THE TASK: Write every item below as a two-column CSV with the header instruction,output and one row per item. Put each item's text under instruction and its answer under output, with each value in a single quoted field and any line breaks replaced by spaces.
########################################
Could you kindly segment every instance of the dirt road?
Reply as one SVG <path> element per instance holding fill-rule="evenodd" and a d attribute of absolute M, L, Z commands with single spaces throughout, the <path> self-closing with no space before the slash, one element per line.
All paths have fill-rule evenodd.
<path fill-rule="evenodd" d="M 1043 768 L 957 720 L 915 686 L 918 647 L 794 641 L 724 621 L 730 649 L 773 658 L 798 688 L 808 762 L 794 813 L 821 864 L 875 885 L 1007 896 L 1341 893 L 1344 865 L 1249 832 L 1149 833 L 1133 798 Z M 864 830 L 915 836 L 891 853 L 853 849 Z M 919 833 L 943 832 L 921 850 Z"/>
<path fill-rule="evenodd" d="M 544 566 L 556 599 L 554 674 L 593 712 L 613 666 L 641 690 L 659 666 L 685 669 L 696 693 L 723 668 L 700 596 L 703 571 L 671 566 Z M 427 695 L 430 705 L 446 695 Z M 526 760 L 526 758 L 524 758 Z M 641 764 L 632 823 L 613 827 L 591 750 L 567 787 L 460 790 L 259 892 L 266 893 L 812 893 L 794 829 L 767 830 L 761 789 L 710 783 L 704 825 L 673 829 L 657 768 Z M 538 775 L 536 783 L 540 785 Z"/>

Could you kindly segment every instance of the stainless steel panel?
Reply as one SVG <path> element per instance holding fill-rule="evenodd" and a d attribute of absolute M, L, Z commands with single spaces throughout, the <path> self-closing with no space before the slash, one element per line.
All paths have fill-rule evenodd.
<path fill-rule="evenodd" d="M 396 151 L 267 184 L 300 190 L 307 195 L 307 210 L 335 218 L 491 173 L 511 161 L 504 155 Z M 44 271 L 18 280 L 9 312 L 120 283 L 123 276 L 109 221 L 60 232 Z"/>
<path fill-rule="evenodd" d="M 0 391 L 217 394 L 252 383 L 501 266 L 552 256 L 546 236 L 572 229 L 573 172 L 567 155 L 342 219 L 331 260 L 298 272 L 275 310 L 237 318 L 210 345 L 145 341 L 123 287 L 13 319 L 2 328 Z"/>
########################################
COMPLETE OUTPUT:
instruction,output
"Could you kindly segment every instance of the dirt road? Reply as one SVG <path> element per instance holding fill-rule=""evenodd"" and a d attribute of absolute M, L, Z commands with single spaces throughout, the <path> self-closing with no space before the slash, one element per line. All paths have fill-rule evenodd.","<path fill-rule=""evenodd"" d=""M 1043 768 L 957 720 L 915 686 L 918 647 L 794 641 L 724 621 L 730 649 L 773 658 L 798 688 L 808 762 L 794 813 L 821 864 L 875 885 L 1007 896 L 1341 893 L 1344 865 L 1249 832 L 1149 833 L 1133 798 Z M 864 830 L 915 836 L 891 853 L 853 849 Z M 919 833 L 943 832 L 921 850 Z""/> <path fill-rule=""evenodd"" d=""M 544 566 L 556 599 L 554 674 L 593 712 L 613 666 L 641 690 L 659 666 L 685 669 L 696 693 L 723 668 L 700 596 L 703 571 L 671 566 Z M 427 695 L 430 705 L 446 695 Z M 526 760 L 526 758 L 524 758 Z M 641 764 L 632 823 L 613 827 L 591 750 L 567 787 L 460 790 L 259 892 L 266 893 L 812 893 L 794 829 L 767 830 L 761 789 L 710 783 L 704 825 L 673 829 L 657 768 Z M 538 775 L 536 783 L 540 785 Z""/>"
"Could you kindly segment every instance of the stainless steel panel? Reply as one SVG <path> element per instance holding fill-rule=""evenodd"" and a d attribute of absolute M, L, Z commands with single spaces throughout, the <path> self-closing with no space before the slash, one element per line. All paths have fill-rule evenodd.","<path fill-rule=""evenodd"" d=""M 396 151 L 267 184 L 300 190 L 307 195 L 307 210 L 335 218 L 491 173 L 511 161 L 504 155 Z M 44 271 L 18 280 L 9 312 L 120 283 L 123 276 L 109 221 L 60 232 Z""/> <path fill-rule=""evenodd"" d=""M 0 391 L 217 394 L 252 383 L 501 266 L 552 256 L 546 236 L 572 229 L 573 172 L 567 155 L 342 219 L 331 260 L 298 272 L 275 310 L 237 318 L 210 345 L 145 341 L 123 287 L 13 319 L 2 328 Z""/>"